Arts & Entertainment, Features

Ben Stiller arrives at BU, inspires ‘new voices’

Hordes of Boston University students, waiting in line, crowded the aisles of Tsai Performance Center, dying to get a selfie with the night’s featured speaker or to maybe tell him how “Zoolander” inspired their future Hollywood career. Lost in a sea of eager, taller-than-him film and television students, was actor, writer, producer and director Ben Stiller offering advice to those trying to break into the industry.

“I just felt such a passion from the audience,” Stiller said. “Talking to students who are so committed, it was really exciting.”

This past Friday’s event, “An Evening with Ben Stiller,” hosted by the Film and Television department, sold out days after its announcement. On stage, Stiller hosted a talk, screening and Q&A to a full house filled exclusively with members of the BU community.

Ben Stiller speaks to audience members at the Tsai Performance Center on Friday. “An Evening with Ben Stiller” was a sold-out screening and Q&A with Stiller hosted by Boston University’s Film and Television department. MAGDALENA LAZOWSKI/ DFP PHOTOGRAPHER

“We’ve been trying to put this on for probably at least three or four months,” Ali Audet, department administrator for Film and TV, said. “[He’s] been the super secret guest we’ve been teasing.”

Tickets went on sale for the event last Monday, just days before Stiller’s arrival in Boston. His unexpected appearance was made possible by his close ties to Film and TV Professor Jeff Kahn, who won an Emmy in 1993 for his writing on “The Ben Stiller Show.”

“It’s an incredibly generous friendship thing to do,” Kahn said of his longtime friend and collaborator. “When I asked him to do it, I expected him to say, ‘Oh man, maybe I’ll think about it.’ And he said, ‘Yes, I’ll do it.’ So it just meant a lot.”

At the event, Stiller screened his latest project, “Severance,” a sci-fi thriller streaming on Apple TV+. Diverting from his notoriety in comedic films such as “Meet The Parents” (2000) and “Night At The Museum” (2006), Stiller has moved behind the camera to direct the series.

> **Information provided**

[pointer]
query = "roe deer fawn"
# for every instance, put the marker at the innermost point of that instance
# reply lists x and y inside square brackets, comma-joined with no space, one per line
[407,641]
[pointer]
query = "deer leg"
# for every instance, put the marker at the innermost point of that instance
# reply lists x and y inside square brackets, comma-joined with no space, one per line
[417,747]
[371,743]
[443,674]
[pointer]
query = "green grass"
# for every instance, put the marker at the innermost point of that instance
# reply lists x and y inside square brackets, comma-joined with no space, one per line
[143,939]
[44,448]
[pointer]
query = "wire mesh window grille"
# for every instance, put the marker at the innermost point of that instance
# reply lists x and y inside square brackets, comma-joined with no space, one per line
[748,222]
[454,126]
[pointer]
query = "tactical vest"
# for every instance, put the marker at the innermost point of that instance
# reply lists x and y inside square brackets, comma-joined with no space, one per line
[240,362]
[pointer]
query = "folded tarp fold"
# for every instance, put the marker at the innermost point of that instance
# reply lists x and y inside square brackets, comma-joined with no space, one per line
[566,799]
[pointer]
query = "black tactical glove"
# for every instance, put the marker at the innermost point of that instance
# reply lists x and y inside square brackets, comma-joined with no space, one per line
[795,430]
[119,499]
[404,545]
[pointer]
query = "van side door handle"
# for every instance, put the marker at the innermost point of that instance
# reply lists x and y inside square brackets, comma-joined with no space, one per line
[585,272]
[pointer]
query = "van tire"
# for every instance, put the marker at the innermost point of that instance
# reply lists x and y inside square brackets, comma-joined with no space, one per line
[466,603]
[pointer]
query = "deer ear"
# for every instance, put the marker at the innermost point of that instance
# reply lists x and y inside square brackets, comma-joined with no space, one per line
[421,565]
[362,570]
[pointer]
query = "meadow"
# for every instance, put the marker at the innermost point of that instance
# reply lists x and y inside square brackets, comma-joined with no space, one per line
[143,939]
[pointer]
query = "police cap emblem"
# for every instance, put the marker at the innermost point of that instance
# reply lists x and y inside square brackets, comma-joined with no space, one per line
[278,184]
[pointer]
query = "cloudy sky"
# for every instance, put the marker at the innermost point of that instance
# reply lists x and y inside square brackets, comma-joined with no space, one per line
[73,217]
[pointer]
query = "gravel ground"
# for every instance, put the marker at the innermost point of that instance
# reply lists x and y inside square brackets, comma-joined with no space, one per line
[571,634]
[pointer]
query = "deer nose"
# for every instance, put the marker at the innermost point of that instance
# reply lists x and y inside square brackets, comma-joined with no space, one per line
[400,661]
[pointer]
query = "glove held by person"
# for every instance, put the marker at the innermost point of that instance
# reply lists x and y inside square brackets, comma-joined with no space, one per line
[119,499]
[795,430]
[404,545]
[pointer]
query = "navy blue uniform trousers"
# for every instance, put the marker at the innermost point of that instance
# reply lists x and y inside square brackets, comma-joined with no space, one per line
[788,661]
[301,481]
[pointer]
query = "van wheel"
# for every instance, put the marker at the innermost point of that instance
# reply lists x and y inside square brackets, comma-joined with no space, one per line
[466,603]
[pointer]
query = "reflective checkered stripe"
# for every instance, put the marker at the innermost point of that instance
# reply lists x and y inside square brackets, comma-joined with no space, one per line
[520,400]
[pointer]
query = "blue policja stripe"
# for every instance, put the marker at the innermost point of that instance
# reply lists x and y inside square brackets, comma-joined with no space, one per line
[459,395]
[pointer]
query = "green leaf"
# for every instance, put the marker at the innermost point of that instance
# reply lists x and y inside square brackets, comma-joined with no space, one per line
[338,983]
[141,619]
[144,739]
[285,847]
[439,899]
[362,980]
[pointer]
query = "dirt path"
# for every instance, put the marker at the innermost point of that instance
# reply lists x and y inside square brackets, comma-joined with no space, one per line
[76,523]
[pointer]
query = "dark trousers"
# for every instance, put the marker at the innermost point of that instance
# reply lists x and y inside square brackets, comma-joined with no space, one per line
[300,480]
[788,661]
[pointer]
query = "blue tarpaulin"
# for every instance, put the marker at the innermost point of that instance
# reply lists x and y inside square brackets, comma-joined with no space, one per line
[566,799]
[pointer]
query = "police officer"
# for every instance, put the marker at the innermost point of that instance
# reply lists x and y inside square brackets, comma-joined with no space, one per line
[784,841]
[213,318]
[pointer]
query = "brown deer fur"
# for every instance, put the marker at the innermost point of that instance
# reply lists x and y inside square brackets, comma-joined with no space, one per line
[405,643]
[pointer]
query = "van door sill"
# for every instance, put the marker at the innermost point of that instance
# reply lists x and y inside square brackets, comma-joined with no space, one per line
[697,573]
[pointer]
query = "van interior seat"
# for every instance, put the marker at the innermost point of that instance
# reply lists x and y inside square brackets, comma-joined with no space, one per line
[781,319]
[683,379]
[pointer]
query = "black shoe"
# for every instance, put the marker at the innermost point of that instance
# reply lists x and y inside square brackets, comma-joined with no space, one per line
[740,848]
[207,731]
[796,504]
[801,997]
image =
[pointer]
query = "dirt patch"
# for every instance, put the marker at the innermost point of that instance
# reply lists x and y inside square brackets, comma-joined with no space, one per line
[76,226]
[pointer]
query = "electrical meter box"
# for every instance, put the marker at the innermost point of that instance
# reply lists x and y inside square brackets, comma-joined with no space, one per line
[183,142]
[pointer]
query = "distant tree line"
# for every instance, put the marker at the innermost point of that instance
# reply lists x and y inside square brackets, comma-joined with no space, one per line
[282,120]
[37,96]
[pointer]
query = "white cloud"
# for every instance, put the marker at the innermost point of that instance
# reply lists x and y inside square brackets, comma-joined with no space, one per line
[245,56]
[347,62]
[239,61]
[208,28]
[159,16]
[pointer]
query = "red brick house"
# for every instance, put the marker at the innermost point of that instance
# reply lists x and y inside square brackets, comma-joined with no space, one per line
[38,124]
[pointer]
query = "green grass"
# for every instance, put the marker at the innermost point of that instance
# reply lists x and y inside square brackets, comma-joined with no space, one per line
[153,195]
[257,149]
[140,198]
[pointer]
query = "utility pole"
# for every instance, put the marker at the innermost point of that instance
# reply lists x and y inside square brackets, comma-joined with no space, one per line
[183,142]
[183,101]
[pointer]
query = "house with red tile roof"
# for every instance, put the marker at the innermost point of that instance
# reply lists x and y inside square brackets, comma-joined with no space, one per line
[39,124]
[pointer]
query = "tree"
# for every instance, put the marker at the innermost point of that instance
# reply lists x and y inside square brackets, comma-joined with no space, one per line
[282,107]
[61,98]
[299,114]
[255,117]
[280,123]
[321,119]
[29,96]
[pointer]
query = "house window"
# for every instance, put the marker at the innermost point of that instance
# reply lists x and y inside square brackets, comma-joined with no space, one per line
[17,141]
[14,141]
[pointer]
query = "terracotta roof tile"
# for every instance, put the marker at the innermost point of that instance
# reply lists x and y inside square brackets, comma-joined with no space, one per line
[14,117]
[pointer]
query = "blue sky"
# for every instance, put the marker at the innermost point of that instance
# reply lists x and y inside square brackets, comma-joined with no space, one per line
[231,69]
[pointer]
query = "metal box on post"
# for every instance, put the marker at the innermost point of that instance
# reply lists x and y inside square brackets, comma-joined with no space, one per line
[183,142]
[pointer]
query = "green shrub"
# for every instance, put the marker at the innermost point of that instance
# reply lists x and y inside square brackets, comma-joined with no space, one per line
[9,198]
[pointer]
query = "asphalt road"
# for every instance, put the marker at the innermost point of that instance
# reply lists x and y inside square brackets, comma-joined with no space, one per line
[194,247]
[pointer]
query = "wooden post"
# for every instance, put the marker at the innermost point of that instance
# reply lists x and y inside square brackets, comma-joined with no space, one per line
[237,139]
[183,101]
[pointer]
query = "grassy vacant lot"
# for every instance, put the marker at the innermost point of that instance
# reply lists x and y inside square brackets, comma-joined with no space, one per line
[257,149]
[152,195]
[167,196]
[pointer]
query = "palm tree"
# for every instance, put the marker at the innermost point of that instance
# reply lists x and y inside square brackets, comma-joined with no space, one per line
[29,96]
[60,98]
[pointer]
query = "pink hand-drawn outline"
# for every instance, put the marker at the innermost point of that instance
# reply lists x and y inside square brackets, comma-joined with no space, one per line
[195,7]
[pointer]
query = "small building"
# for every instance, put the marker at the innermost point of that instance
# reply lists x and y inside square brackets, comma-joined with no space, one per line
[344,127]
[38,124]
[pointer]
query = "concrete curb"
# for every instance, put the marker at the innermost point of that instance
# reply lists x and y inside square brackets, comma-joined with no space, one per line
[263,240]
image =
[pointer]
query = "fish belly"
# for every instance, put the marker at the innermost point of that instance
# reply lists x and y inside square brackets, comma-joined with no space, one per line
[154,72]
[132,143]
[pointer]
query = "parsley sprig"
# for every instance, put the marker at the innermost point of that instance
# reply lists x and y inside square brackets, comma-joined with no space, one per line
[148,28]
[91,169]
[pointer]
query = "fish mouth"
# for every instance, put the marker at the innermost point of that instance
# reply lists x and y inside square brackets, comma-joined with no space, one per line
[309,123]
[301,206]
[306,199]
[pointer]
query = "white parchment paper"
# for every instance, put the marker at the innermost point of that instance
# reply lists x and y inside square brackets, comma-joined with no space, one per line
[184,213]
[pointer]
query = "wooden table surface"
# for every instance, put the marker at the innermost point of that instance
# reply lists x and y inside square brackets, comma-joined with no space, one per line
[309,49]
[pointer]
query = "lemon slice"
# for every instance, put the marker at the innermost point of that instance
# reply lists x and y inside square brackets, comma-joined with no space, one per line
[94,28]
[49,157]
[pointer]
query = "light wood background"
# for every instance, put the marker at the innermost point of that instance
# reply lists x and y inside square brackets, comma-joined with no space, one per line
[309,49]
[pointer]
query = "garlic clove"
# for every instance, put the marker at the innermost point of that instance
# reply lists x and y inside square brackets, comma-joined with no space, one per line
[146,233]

> **Assignment 1**
Retype the part of the Ben Stiller article that opens with the words containing "At the event, Stiller" and closes with "direct the series.".
> **Assignment 2**
Extend the article on Ben Stiller's visit to BU, picking up right after its final sentence.

> **Reply 1**
At the event, Stiller screened his latest project, “Severance,” a sci-fi thriller streaming on Apple TV+. Diverting from his notoriety in comedic films such as “Meet The Parents” (2000) and “Night At The Museum” (2006), Stiller has moved behind the camera to direct the series.

> **Reply 2**
“That was the first time I was able to watch this episode, our opening episode of the show, because we never had a premiere,” Stiller said of “Severance,” which was released in 2022 during the COVID-19 pandemic. “This was such an amazing group just to feel the energy.”

The free event, Audet said, was targeted specifically at College of Communication and film and television students.

“He has an incredible catalog,” she said of Stiller’s multi-hyphenate status in Hollywood. “We really thought that he could speak to a lot of [COM] students and a lot of what they’re learning and what they want to aspire to in their lives.”

A veteran of the craft, Stiller has been nominated for seven Emmys, most recently for Outstanding Directing for “Severance,” and has achieved both commercial success and critical acclaim. In the early 1990s, he built his career working with the likes of Judd Apatow, Garry Shandling and Bob Odenkirk. He worked both behind and in front of the camera for films “Reality Bites” (1994) and “The Cable Guy” (1996), before becoming a household name for his performance in the comedy “There’s Something About Mary” (1998). 

“The world is changing all the time and it’s tough in a lot of ways,” Stiller said. “But there’s also an openness out there to new voices.”

Upon exiting the building, Stiller was bombarded by masses of students trying to get a word in. Only after the Tsai staff asked everyone to leave did Stiller walk away. He intended on answering every question, smiling in every picture and listening to every young filmmaker that he could, even if the event was technically over. Having never graduated college, Stiller said he was still so connected to the students “wanting to have a voice” and encouraged everyone’s originality.

“It worked out in a really wonderful, all-around way because I think he was just as inspired by [students] if not more so,” Kahn said. “I think he’s leaving with a lot of good, positive feelings.”

The questions about navigating the craft, Stiller said, were especially important for the young filmmakers pursuing personal visions and forming their own idea of what they want something to become.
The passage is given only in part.